Gather every line below that contains the word "dress", and copy each one in full. Matching is case-sensitive.

====== Stored data ======

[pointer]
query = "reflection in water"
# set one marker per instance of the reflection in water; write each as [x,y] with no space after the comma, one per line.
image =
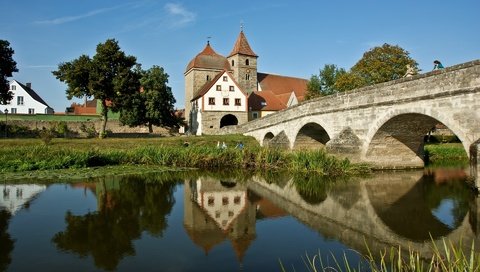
[420,209]
[216,211]
[6,242]
[16,196]
[127,206]
[310,214]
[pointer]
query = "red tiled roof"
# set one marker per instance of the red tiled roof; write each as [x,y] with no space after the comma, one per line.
[242,47]
[276,91]
[265,101]
[209,59]
[282,84]
[202,91]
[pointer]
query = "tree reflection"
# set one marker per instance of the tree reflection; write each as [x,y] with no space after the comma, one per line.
[421,210]
[312,189]
[6,242]
[127,206]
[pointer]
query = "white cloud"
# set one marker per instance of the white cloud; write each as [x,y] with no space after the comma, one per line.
[179,15]
[68,19]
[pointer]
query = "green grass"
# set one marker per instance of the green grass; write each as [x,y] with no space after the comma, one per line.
[18,155]
[447,154]
[446,257]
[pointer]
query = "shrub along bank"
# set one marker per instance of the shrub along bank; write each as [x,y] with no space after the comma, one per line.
[14,158]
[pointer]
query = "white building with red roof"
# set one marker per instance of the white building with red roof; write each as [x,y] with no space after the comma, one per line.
[25,101]
[223,91]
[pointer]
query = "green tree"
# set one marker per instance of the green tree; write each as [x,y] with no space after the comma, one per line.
[379,64]
[109,76]
[7,67]
[324,83]
[313,87]
[154,105]
[328,76]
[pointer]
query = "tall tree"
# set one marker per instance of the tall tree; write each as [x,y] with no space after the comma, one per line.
[328,76]
[379,64]
[324,83]
[313,87]
[7,67]
[154,106]
[109,76]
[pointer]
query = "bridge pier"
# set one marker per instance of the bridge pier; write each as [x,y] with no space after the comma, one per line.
[474,163]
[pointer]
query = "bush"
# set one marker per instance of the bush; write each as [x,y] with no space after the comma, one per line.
[46,135]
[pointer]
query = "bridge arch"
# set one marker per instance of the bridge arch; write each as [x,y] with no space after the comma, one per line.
[228,120]
[311,135]
[396,138]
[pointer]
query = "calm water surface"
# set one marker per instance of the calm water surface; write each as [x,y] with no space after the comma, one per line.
[207,223]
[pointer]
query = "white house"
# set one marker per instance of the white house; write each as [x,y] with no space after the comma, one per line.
[25,101]
[220,102]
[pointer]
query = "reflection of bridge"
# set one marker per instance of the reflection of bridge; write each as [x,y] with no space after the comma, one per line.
[365,212]
[382,124]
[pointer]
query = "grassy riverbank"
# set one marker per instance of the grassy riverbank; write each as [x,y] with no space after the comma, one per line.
[444,257]
[446,154]
[180,152]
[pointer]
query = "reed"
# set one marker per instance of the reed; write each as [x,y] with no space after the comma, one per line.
[446,257]
[54,156]
[448,154]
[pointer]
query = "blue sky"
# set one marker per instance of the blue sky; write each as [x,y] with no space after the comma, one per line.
[293,38]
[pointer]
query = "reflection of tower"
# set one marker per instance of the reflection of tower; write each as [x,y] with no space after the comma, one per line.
[15,196]
[215,211]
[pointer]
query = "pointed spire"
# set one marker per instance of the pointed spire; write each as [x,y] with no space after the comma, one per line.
[241,46]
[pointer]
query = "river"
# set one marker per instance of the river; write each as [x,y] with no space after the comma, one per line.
[216,222]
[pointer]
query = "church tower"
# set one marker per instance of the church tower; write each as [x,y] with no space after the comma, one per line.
[201,69]
[243,62]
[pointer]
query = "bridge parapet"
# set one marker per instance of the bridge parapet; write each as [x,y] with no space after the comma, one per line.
[461,77]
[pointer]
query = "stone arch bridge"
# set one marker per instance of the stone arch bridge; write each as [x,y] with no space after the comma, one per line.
[384,124]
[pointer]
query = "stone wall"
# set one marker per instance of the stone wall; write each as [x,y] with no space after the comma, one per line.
[211,120]
[383,124]
[76,130]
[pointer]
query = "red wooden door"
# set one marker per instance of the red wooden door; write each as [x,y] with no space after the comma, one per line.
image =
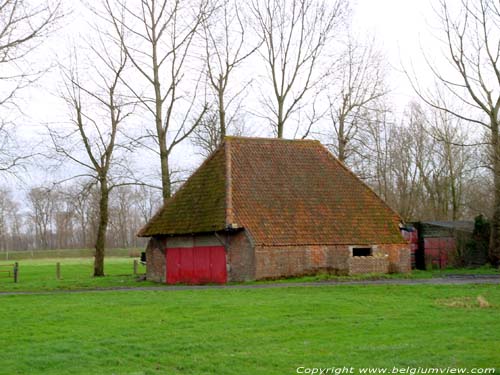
[196,265]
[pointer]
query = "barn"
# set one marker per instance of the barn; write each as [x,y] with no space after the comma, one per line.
[261,208]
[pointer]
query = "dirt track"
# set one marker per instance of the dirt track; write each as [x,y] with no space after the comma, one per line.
[454,280]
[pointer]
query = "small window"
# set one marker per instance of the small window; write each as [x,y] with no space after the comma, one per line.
[361,251]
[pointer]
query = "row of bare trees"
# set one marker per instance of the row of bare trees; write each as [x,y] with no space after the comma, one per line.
[68,217]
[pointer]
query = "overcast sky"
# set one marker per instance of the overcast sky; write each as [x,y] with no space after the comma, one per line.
[400,28]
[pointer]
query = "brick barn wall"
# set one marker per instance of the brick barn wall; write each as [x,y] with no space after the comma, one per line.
[241,257]
[285,261]
[155,260]
[359,265]
[246,262]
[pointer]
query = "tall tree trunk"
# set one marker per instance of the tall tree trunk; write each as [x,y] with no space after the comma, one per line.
[281,103]
[222,112]
[165,170]
[341,140]
[100,244]
[494,250]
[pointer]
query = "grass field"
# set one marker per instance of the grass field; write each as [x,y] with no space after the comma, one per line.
[249,331]
[65,253]
[76,273]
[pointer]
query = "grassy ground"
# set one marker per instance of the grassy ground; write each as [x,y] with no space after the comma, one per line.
[40,275]
[256,331]
[65,253]
[76,273]
[415,274]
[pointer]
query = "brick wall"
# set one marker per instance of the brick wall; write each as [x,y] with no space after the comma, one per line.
[241,259]
[246,262]
[285,261]
[371,264]
[155,260]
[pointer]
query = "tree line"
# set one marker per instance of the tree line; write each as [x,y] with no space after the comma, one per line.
[153,76]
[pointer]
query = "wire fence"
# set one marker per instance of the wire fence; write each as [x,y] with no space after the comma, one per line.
[66,253]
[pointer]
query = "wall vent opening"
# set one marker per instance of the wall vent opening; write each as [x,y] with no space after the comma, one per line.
[362,251]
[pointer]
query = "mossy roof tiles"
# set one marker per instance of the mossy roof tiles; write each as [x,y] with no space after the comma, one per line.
[283,193]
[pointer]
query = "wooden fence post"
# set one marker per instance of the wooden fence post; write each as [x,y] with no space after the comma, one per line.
[16,271]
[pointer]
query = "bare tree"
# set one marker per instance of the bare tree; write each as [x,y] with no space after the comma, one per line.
[226,48]
[97,113]
[473,78]
[23,25]
[358,82]
[157,37]
[295,35]
[43,203]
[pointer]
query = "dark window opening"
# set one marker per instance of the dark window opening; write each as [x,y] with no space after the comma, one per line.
[361,251]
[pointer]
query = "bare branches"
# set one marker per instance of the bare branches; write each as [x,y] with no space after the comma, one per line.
[295,34]
[472,46]
[225,37]
[157,38]
[22,28]
[360,83]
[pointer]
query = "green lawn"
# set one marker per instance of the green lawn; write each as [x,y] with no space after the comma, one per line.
[40,275]
[249,331]
[76,273]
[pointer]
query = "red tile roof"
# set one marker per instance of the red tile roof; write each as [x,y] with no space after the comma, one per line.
[283,193]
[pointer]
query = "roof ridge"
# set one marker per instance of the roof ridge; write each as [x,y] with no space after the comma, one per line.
[265,139]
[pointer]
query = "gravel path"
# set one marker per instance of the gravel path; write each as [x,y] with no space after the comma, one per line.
[450,280]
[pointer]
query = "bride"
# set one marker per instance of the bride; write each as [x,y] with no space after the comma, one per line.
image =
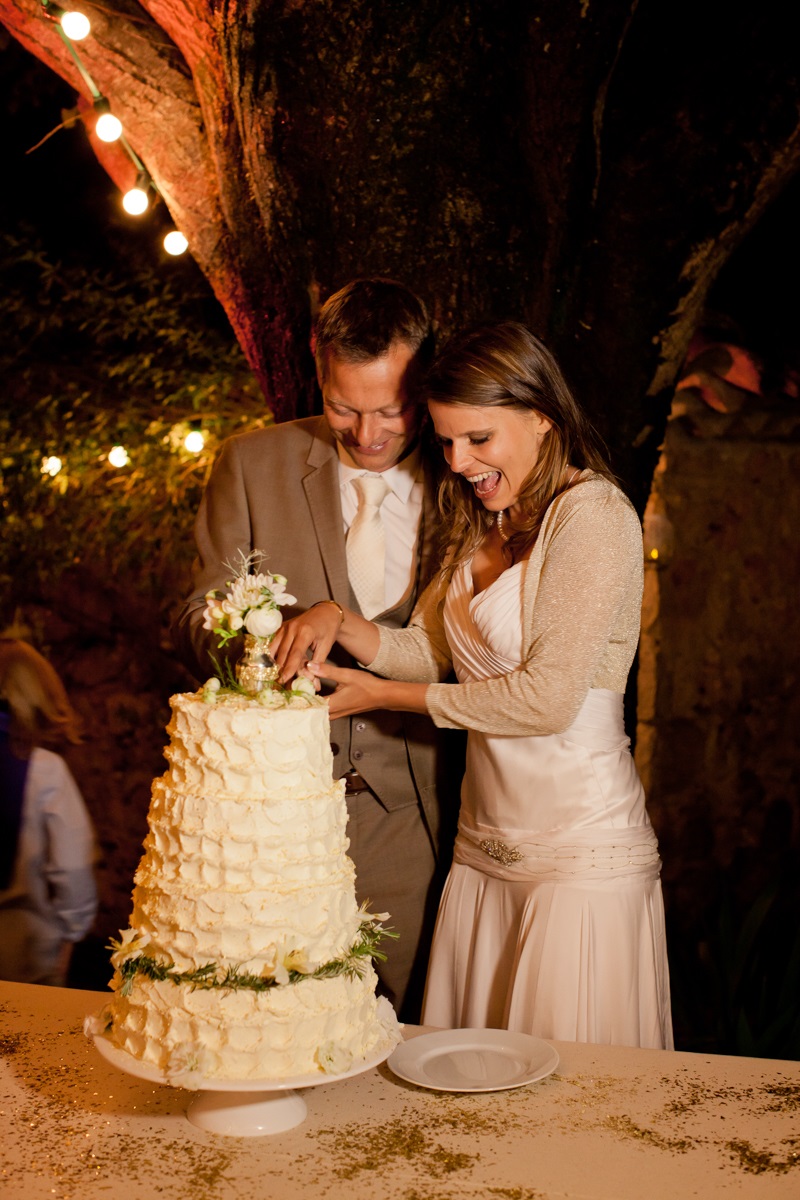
[552,919]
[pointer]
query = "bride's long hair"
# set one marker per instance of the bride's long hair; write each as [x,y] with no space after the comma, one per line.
[501,364]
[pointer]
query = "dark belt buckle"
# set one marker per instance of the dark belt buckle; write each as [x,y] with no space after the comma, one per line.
[354,783]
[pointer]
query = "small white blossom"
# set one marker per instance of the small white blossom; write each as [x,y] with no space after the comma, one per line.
[263,622]
[332,1059]
[130,946]
[188,1067]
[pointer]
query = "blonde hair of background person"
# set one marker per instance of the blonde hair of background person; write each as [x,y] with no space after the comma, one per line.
[48,899]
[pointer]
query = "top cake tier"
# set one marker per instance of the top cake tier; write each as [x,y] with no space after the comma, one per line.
[223,747]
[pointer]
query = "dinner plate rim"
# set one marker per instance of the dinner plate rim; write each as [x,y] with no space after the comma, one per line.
[404,1059]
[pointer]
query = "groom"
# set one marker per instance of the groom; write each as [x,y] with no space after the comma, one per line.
[292,491]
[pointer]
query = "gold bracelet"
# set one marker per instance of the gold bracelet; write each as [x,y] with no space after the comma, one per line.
[337,606]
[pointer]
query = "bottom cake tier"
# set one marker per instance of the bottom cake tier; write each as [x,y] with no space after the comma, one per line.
[316,1025]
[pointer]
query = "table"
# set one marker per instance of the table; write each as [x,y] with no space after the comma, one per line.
[612,1122]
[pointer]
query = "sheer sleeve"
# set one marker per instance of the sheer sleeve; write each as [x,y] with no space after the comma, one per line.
[581,610]
[420,652]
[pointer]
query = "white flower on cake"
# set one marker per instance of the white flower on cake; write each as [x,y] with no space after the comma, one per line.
[130,946]
[334,1059]
[253,601]
[299,960]
[187,1067]
[302,687]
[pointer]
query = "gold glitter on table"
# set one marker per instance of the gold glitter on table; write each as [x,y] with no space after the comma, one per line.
[609,1125]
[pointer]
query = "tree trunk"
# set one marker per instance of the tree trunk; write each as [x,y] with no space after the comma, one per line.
[587,168]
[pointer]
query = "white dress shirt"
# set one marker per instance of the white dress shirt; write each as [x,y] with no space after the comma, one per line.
[401,514]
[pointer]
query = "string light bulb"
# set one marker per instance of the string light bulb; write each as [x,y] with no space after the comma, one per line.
[52,466]
[137,199]
[175,243]
[74,24]
[108,127]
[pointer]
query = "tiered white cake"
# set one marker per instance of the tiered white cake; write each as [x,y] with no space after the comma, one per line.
[247,955]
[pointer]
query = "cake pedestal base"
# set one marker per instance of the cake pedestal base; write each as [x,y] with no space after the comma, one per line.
[247,1114]
[242,1108]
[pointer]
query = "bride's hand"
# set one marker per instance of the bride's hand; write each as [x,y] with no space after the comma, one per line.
[312,633]
[356,691]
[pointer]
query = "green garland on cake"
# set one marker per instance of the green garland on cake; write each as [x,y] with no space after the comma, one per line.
[353,964]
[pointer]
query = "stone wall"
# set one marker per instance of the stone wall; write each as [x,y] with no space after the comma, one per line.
[115,661]
[719,696]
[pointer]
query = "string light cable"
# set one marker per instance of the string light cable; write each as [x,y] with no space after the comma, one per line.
[72,25]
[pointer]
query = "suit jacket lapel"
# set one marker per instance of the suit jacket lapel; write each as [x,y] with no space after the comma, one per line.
[428,541]
[322,489]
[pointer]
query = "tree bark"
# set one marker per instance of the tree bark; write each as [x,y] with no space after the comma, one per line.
[588,168]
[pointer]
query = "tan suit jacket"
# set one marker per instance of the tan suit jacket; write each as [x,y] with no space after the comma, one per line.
[277,490]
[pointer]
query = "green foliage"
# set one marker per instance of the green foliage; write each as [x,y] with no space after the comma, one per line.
[233,979]
[756,970]
[89,363]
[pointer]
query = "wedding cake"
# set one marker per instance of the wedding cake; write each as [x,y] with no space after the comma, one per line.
[247,954]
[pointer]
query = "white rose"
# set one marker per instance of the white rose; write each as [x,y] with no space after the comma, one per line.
[263,622]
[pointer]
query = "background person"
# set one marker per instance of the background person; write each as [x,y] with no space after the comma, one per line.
[293,491]
[552,917]
[48,899]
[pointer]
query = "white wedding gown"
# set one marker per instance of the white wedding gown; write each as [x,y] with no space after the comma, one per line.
[552,918]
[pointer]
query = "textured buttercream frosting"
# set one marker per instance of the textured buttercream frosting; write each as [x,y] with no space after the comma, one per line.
[245,870]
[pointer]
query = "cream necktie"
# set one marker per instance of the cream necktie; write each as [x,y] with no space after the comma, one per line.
[366,546]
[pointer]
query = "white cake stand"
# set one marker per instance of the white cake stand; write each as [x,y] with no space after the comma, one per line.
[242,1108]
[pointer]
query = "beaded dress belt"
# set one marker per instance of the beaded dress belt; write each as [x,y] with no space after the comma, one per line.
[602,853]
[354,783]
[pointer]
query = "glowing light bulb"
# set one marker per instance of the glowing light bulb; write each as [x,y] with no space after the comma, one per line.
[76,25]
[52,466]
[175,243]
[109,127]
[136,202]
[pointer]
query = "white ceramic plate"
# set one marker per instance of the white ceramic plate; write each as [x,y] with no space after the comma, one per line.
[473,1060]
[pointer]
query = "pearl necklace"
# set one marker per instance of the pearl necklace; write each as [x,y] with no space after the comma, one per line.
[499,520]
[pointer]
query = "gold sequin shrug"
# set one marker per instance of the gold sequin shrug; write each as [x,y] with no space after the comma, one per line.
[582,603]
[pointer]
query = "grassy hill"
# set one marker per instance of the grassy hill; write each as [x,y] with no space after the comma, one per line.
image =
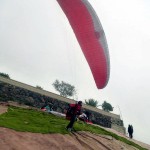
[30,120]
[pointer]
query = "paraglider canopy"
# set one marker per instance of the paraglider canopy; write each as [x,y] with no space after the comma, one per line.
[90,35]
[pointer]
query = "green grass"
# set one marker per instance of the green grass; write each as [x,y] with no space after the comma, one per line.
[29,120]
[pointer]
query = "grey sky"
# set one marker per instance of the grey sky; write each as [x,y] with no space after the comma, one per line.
[37,46]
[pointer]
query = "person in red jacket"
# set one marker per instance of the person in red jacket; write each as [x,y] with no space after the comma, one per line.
[76,110]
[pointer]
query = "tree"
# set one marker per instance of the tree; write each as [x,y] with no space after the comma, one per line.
[39,87]
[92,102]
[107,107]
[65,89]
[4,75]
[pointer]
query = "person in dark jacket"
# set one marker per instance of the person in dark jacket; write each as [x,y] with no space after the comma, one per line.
[130,131]
[76,111]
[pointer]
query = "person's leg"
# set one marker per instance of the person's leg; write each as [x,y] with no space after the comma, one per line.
[70,125]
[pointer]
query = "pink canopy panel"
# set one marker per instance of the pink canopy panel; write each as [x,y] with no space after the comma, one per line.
[91,37]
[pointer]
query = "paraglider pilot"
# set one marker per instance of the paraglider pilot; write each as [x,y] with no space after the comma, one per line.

======

Complete response:
query = "white dress shirt"
# set one marker per instance of the white dress shirt; write each as [x,y] with no space after the comma, one per line.
query = "beaded dress belt"
# set one marker per instance of the beaded dress belt; write each as [x,y] with no space after the comma, one per line.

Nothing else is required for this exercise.